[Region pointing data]
———
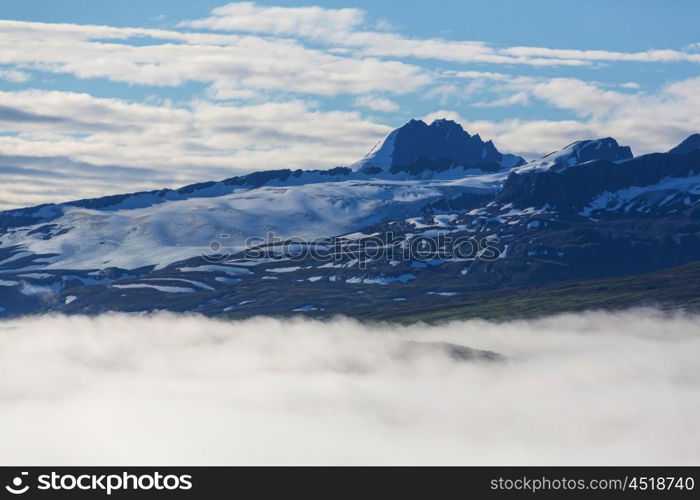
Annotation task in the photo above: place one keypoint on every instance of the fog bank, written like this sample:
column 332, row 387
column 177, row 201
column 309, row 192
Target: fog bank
column 592, row 388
———
- Exercise goal
The answer must be the line containing "column 177, row 201" and every line after it through the end of the records, repeated exactly.

- Solution for this exercise
column 177, row 201
column 309, row 192
Target: fog bank
column 592, row 388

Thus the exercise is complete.